TASKS TO COMPLETE>
1: According to the report on the Melilla border fence, how many migrants ended up perched on the fence?
2: Continue the report on the migrants at the Melilla border fence from the point where it stops.

PASSAGE FOR REVIEW>
*** Block opens ***

The crowd of migrants charged to the six-metre (20-foot), triple-layer fence from encampments on the Moroccan side in the early morning, Spanish government delegates in Melilla said in a statement.

It accused the migrants of acting with "unusual violence".  

Five Spanish police officers were treated for injuries and five migrants were hurt, most of them when falling from the fence.

"About 140 of the migrants ended up perched on the fence" where they remained for several hours before being seized by Moroccan security forces.

Three migrants made it to the Spanish side and went running into Melilla. Two of these headed straight to the city's immigrant reception centre and the third was yet be found, the statement said.

It said Spanish police planned to charge them with assault and resisting authority.

The injured Africans were due to be taken to the immigrant centre after receiving medical attention.

A group of about 100 migrants had also tried to scale the fence on Tuesday and five made it over, authorities said.

Thousands of migrants fleeing war and hardship try each year to cross the fences surrounding Melilla and Ceuta, two Spanish territories bordering Morocco which have the European Union's only land borders with Africa.

*** Block closes ***

GIVEN DATA>
*** Block opens ***

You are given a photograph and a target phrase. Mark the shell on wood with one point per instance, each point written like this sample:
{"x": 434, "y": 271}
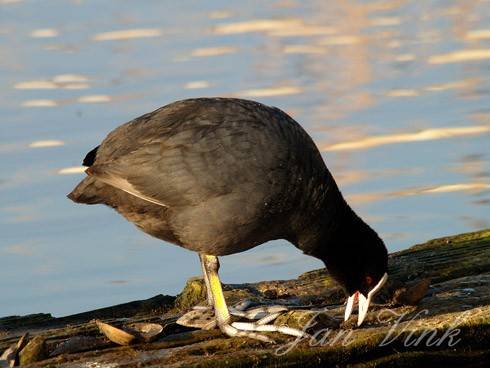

*** Block closes ***

REPLIES>
1: About 140.

2:
Others try to sail across the 15-kilometre (nine-mile) strait from Morocco to Spain in makeshift boats and inflatable dinghies, or to smuggle themselves into the country hidden in vehicles.

In early August, Spain's coast guard picked up over 1,000 people attempting to reach the country by boat.

Authorities blamed the rise in the number of migrants trying to cross the Strait on traffickers seeking to take advantage of calm summer seas and the end of the Islamic holy Ramadan month of fasting on July 28t

Lax policing in Morocco was also blamed with police sources telling Spain's El País newspaper Morocco's police and coast guard had not been on patrol for several days.